Text segment
......
Wisconsin Department of Natural Resources officials concluded efforts to trap the black bear involved in a midday attack on a 69-year-old woman in Barron County. The sow and cub involved have not been observed since the attack despite more than two weeks of aggressive monitoring and extended observation since. The DNR, in partnership with the Barron County Sheriff's Office and U.S. Department of Agriculture Wildlife Services, maintained and monitored a series of live traps and game cameras on the property since the attack occurred the afternoon of July 12.
The victim, 69-year-old Karen Frye, was attacked while in the backyard of her rural residence near Comstock. Frye was transported to a nearby hospital for treatment and recovered. Randy Johnson, WDNR’s large carnivore specialist, said officials conducted two weeks of round-the-clock surveillance on the property without additional signs of the sow involved. He said officials trapped and released two boar black bears, two yearling bears and two sows determined to be unrelated to the incident. They also collected a dead sow found along a road about 1.6 miles from the site of the attack, but necropsy results were consistent with injuries from a vehicle collision. There was no evidence of it being the same bear linked to the attack.
......
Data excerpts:
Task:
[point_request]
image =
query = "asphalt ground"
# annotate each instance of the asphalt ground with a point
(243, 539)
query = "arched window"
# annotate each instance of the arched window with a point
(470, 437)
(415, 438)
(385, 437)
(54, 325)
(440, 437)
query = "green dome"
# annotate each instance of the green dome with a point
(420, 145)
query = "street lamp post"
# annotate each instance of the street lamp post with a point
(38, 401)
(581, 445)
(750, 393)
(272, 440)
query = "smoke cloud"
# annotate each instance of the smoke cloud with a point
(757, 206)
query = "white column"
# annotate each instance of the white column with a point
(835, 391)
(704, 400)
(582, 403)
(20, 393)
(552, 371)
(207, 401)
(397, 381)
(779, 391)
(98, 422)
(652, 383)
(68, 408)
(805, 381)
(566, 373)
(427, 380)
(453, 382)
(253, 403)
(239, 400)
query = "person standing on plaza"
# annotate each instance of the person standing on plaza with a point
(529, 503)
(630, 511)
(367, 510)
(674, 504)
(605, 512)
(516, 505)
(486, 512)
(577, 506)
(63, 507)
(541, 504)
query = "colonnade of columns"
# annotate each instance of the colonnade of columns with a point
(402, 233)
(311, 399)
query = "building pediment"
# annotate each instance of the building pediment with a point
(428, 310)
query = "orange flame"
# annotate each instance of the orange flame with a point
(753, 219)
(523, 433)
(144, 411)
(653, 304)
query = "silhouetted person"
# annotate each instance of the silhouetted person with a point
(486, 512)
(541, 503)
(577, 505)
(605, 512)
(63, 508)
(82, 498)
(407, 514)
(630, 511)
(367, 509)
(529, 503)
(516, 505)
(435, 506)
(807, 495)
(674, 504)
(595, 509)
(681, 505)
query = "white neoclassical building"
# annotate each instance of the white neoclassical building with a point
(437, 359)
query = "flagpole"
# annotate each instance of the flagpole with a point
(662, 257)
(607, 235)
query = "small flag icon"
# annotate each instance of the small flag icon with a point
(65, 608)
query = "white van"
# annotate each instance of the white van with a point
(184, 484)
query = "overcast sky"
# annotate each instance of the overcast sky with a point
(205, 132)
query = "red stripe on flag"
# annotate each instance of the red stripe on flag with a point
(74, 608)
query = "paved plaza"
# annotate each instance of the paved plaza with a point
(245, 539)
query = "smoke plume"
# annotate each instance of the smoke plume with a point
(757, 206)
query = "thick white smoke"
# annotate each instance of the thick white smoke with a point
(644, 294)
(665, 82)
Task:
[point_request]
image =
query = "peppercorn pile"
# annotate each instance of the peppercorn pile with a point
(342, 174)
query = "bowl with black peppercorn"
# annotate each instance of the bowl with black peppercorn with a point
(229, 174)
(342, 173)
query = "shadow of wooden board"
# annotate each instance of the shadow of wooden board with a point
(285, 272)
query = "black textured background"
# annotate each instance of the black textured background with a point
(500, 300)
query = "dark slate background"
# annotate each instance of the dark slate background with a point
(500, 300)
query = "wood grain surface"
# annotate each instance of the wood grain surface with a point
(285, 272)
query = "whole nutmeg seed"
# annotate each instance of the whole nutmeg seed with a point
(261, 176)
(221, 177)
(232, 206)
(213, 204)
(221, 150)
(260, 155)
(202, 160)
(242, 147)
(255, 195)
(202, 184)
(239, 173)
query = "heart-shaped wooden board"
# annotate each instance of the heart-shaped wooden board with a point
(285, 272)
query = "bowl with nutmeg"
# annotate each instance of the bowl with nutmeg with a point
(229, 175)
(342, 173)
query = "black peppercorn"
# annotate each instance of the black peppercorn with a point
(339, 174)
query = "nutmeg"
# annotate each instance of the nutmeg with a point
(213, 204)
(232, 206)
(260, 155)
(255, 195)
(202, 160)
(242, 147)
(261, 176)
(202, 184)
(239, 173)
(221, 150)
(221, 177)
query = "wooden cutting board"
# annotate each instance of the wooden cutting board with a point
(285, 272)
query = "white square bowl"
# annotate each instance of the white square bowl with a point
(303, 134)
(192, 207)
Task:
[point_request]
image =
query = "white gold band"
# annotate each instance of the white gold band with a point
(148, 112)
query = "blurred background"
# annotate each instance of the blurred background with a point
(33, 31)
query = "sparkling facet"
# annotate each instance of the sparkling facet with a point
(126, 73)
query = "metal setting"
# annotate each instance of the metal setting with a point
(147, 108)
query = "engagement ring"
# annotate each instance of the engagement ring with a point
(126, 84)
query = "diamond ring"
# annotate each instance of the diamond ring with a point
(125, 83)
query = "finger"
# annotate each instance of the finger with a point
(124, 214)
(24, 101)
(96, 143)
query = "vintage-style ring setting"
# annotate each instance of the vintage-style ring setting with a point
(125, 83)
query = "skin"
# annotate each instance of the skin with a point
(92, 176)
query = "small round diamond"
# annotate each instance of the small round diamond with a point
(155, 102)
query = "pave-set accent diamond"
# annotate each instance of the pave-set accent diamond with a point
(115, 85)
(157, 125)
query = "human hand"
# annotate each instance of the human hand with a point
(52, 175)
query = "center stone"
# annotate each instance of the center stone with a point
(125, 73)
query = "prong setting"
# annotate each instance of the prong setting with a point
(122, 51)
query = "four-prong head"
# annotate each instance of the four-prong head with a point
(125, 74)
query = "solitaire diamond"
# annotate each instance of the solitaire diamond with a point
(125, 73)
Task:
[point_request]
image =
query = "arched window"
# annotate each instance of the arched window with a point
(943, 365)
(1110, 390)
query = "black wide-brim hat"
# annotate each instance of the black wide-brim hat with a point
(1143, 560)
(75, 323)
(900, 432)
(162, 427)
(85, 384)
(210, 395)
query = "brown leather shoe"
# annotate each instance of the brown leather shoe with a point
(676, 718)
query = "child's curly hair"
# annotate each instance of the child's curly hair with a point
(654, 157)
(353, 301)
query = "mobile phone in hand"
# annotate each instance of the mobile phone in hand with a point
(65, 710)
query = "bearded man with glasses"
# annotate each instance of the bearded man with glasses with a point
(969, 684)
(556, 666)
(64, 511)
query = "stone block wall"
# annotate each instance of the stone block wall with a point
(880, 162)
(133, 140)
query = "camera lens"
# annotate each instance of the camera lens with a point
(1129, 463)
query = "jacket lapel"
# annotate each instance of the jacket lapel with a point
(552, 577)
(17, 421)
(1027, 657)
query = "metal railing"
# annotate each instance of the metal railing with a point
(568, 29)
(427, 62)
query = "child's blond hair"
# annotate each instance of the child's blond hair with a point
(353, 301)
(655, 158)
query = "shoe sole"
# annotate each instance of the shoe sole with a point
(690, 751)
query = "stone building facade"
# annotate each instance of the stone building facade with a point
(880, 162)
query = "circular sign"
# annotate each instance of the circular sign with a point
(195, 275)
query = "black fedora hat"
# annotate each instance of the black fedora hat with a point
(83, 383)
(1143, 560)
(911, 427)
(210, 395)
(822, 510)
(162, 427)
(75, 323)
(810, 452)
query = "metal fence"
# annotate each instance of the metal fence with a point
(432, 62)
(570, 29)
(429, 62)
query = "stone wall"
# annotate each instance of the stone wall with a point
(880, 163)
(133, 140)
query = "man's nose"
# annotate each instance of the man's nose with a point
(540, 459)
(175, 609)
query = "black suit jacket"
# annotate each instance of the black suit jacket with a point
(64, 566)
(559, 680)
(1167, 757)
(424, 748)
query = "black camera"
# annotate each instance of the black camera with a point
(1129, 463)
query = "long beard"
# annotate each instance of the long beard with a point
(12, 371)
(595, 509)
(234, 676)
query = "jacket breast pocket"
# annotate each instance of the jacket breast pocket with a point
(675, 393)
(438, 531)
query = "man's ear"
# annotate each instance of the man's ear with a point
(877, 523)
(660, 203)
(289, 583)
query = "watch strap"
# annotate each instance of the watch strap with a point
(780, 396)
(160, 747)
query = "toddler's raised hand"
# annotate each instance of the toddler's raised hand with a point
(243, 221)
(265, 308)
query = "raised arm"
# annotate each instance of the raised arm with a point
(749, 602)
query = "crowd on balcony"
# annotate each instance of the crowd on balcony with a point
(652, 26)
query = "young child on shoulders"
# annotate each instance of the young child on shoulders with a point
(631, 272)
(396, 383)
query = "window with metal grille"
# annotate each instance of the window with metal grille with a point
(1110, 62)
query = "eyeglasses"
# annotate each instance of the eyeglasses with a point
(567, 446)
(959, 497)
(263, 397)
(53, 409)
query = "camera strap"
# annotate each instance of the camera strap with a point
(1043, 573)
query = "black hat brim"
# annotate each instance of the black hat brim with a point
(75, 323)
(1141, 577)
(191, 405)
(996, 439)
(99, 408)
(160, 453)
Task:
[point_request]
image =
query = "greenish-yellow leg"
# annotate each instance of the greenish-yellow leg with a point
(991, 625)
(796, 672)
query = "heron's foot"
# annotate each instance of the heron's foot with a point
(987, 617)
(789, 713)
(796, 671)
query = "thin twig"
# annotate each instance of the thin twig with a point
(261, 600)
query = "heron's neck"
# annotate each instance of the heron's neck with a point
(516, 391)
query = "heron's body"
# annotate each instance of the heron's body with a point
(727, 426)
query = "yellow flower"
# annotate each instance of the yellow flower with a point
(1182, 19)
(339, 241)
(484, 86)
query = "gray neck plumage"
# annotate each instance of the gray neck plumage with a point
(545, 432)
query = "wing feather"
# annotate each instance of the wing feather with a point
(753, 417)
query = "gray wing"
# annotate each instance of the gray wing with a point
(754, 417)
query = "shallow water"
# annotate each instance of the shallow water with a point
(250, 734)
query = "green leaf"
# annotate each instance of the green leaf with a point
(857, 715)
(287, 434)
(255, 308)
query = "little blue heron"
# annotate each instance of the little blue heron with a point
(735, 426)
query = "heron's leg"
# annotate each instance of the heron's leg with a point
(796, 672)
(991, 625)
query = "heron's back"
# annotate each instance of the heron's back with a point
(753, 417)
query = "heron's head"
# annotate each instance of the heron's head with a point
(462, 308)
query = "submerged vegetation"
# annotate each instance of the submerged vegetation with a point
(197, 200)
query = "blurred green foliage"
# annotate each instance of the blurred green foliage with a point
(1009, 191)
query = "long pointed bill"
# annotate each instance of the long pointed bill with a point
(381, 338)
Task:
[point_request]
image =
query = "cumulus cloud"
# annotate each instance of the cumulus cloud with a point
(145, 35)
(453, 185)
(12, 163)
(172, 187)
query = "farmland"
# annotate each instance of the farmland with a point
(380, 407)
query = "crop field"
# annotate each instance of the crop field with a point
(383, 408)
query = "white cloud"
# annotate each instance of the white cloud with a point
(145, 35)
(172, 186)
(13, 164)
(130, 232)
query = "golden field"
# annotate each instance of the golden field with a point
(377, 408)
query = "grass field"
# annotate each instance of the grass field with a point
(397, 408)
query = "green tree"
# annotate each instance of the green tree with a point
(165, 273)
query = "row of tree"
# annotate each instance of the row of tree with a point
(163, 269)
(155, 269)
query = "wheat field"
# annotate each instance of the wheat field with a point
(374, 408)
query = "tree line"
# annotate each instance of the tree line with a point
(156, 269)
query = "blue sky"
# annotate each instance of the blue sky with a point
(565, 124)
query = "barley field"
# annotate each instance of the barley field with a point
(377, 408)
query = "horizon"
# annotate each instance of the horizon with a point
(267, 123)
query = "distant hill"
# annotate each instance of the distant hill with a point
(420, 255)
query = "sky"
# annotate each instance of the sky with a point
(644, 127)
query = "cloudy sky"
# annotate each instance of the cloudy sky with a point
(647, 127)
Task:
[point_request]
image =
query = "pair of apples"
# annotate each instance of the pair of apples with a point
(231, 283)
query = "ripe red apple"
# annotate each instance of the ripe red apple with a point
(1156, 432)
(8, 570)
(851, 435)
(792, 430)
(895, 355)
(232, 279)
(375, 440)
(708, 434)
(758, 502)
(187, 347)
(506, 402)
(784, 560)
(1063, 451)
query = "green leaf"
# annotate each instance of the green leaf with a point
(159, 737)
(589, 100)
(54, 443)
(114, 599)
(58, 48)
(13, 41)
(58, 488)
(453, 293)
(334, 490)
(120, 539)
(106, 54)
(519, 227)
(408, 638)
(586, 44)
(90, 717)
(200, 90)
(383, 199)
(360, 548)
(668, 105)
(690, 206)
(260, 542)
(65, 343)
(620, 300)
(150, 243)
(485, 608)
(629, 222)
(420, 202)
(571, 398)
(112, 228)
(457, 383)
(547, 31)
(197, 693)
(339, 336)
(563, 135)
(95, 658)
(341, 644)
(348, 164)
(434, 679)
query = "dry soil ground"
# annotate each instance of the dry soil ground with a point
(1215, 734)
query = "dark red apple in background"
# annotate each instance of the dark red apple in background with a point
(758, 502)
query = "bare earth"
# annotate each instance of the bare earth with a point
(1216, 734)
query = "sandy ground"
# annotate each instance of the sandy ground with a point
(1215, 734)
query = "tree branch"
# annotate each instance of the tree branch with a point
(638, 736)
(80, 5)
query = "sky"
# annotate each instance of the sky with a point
......
Try it
Repeat the bear attack report from "Wisconsin Department of" up to and including "of July 12.", swapping "game cameras" for "trail cameras".

Solution to this exercise
Wisconsin Department of Natural Resources officials concluded efforts to trap the black bear involved in a midday attack on a 69-year-old woman in Barron County. The sow and cub involved have not been observed since the attack despite more than two weeks of aggressive monitoring and extended observation since. The DNR, in partnership with the Barron County Sheriff's Office and U.S. Department of Agriculture Wildlife Services, maintained and monitored a series of live traps and trail cameras on the property since the attack occurred the afternoon of July 12.